▶ [Task instructions] The lines of the records that include "tightly" should all be copied.

[Data excerpts]
--- START ---
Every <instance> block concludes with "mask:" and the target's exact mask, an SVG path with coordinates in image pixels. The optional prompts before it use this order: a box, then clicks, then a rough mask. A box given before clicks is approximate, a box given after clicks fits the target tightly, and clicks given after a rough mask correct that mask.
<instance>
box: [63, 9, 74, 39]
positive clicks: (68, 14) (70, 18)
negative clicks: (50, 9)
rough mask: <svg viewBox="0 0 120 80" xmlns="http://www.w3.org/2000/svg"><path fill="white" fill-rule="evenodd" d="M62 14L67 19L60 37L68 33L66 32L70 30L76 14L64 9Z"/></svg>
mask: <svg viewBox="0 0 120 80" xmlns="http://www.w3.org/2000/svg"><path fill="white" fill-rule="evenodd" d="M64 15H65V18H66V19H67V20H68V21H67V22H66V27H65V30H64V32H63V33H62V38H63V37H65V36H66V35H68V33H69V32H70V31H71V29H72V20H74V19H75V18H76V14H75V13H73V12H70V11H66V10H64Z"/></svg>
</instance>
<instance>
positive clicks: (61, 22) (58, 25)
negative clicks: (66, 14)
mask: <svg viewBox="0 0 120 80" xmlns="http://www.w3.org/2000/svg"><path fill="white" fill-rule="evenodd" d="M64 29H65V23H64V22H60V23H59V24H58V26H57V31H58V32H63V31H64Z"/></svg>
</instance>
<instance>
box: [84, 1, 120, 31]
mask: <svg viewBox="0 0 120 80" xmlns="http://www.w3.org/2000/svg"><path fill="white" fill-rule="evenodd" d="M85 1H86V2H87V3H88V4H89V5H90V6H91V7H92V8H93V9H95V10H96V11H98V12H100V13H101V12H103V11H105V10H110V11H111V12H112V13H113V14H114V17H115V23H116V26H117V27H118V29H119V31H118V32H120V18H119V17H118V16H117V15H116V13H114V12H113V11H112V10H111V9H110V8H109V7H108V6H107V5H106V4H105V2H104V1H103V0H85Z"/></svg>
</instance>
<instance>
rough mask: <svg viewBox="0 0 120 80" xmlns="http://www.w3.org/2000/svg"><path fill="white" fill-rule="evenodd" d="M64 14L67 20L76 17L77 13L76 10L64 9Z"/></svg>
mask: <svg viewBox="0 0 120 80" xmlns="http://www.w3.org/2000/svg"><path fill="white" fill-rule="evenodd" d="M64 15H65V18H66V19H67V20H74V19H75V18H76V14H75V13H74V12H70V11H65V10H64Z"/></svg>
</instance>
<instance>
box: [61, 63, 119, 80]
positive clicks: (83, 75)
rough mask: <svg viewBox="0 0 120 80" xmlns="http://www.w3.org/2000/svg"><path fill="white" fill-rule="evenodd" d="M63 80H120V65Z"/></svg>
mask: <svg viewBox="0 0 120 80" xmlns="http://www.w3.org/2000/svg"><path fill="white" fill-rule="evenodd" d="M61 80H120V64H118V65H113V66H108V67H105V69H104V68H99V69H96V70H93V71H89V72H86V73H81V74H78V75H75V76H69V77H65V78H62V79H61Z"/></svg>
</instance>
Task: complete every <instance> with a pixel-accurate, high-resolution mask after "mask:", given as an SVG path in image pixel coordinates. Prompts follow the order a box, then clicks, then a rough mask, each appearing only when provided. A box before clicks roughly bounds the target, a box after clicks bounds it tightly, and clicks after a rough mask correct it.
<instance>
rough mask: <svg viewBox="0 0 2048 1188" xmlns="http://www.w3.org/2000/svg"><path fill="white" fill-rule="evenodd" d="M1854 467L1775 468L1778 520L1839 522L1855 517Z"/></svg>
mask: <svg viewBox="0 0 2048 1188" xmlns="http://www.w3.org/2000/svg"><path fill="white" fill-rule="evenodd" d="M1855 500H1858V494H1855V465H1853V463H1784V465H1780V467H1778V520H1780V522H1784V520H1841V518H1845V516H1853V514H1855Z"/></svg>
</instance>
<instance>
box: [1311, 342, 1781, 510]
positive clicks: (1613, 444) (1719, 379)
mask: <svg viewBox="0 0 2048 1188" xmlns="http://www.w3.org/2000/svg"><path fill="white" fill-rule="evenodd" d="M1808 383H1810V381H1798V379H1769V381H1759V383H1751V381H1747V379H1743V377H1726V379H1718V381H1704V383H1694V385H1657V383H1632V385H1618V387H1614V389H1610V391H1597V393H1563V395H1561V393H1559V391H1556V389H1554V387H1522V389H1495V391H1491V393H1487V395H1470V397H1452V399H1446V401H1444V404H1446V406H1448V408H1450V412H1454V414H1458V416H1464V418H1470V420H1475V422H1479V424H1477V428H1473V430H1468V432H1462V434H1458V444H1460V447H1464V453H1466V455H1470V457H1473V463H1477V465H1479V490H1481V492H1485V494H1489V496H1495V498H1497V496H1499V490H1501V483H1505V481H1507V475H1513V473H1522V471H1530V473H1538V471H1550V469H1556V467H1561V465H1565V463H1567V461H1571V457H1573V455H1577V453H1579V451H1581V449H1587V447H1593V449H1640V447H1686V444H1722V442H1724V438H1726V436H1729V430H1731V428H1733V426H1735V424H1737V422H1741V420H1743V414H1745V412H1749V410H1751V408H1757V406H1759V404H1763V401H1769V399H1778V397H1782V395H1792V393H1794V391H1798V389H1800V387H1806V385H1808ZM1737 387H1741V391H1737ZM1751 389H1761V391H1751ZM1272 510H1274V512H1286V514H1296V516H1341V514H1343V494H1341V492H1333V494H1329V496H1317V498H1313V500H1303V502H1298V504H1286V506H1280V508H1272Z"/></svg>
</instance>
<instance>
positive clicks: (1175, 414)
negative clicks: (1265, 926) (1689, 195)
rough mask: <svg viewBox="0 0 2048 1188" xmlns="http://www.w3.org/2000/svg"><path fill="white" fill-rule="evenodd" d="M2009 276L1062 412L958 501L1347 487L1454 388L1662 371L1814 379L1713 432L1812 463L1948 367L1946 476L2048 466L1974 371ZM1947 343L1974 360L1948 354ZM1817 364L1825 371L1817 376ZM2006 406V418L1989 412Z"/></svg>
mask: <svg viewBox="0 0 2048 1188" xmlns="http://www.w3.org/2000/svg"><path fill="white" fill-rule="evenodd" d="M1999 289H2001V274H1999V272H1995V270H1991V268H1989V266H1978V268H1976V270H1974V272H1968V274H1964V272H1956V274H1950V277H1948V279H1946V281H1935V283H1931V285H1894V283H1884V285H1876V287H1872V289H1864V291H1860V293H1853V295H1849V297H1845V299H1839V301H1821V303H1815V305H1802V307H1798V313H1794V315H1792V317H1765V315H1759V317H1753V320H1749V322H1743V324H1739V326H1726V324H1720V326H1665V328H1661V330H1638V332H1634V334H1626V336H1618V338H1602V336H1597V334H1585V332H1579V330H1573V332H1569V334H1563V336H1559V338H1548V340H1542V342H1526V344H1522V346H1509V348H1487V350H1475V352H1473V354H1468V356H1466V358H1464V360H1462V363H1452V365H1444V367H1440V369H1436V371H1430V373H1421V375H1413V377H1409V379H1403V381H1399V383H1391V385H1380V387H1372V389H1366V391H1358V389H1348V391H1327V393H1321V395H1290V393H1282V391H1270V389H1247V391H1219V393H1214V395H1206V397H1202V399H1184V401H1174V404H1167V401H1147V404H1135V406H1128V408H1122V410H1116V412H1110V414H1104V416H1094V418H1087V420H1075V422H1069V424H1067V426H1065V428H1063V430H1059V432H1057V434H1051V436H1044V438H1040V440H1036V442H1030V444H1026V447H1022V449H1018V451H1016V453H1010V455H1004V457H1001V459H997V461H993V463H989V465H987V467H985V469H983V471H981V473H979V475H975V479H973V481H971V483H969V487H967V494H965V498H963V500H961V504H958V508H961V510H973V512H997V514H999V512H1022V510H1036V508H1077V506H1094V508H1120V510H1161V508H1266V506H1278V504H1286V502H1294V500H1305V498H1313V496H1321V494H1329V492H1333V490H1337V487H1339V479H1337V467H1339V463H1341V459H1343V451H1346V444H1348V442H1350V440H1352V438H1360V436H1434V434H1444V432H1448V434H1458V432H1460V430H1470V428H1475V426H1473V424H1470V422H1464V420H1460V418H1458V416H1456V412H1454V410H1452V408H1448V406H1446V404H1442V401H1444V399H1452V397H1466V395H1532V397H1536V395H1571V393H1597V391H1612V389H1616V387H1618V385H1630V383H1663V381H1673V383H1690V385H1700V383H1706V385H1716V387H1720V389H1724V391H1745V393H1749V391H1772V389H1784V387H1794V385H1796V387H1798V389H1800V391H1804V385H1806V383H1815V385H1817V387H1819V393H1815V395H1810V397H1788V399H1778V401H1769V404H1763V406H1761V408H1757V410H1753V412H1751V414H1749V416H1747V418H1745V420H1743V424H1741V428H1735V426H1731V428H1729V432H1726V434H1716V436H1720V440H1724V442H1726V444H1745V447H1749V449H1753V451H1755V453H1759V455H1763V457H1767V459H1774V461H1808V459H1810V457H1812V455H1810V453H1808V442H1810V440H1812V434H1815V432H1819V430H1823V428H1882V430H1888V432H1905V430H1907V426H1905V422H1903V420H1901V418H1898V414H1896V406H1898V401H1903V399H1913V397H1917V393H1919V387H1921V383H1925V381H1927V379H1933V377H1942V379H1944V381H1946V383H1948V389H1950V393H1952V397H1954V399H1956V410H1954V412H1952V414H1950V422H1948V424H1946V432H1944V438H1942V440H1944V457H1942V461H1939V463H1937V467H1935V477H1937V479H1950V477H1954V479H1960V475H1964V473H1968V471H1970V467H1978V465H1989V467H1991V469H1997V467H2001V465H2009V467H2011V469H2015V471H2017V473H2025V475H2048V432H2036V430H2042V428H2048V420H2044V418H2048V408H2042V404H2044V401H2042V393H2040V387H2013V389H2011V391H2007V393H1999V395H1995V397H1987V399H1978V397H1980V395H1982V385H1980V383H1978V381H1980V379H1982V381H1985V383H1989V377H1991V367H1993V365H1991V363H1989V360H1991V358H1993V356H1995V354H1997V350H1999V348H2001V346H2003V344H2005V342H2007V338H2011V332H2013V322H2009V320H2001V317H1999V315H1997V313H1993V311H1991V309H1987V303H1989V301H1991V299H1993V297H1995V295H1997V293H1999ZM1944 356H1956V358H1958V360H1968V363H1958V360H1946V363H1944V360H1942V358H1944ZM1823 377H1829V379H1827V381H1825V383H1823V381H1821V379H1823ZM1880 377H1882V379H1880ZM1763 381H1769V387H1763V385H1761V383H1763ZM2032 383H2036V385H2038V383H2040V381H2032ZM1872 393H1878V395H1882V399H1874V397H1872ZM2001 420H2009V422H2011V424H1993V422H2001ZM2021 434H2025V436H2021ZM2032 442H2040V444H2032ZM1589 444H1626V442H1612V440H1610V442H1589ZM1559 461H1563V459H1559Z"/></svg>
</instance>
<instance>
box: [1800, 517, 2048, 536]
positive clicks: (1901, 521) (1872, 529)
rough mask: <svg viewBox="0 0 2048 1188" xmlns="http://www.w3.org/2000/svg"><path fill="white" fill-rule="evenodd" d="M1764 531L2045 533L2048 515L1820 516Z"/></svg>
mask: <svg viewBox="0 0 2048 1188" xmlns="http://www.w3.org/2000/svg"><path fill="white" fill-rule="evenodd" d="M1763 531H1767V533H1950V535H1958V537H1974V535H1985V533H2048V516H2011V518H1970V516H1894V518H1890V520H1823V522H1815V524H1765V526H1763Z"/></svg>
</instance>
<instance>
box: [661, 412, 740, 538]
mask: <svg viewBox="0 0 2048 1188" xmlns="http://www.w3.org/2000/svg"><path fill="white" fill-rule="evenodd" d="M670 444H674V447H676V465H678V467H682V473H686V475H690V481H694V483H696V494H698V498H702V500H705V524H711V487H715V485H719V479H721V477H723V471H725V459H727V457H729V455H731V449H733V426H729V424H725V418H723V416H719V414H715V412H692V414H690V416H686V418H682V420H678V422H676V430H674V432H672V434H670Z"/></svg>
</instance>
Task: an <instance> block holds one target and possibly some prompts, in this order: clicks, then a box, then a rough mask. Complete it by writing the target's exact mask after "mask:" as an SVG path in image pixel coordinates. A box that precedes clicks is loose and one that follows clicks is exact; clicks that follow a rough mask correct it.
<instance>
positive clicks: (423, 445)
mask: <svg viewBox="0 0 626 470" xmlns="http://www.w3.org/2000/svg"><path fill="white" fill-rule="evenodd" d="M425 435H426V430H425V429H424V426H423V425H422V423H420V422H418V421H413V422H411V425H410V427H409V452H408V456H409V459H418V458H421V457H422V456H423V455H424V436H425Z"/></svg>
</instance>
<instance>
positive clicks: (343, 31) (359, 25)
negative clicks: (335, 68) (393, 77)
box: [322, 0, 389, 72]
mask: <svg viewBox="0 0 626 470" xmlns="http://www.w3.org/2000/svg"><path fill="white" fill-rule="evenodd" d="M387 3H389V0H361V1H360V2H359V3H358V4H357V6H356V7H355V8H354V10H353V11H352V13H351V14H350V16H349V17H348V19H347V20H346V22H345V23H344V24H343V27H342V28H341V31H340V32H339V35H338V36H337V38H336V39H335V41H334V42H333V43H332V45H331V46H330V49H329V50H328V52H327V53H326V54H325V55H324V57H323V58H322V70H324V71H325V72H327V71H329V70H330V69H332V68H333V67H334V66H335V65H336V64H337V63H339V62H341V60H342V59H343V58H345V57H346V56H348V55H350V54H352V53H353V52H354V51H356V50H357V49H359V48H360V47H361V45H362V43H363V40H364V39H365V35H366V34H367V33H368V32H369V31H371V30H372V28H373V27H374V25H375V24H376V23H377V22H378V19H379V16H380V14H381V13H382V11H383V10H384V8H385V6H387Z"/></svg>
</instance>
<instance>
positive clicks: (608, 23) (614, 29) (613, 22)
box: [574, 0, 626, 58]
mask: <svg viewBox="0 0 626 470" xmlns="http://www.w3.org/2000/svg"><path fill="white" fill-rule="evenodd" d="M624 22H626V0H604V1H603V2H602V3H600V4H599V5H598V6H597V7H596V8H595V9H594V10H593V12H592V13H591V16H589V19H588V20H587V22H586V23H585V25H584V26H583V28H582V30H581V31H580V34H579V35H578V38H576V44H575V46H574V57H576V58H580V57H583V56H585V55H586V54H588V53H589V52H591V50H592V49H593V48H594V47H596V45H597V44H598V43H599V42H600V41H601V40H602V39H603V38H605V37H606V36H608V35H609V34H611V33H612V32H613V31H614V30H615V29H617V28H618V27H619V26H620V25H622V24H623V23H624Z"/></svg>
--- END ---
▶ [Result of the exercise]
Every <instance> block concludes with "mask:" and the target's exact mask, an SVG path with coordinates in image pixels. The optional prompts before it use this order: a box, then clicks, then a rough mask. A box given before clicks is approximate, a box given after clicks fits the target tightly, and clicks given after a rough mask correct that mask.
Task: complete every <instance> with a pixel-accurate, high-resolution mask after "mask:", given as an SVG path in image pixel coordinates. Prompts follow the order a box, then clicks, then a rough mask, each appearing only when provided. A box before clicks roughly bounds the target, a box after clicks bounds it tightly, and clicks after a rough mask correct it.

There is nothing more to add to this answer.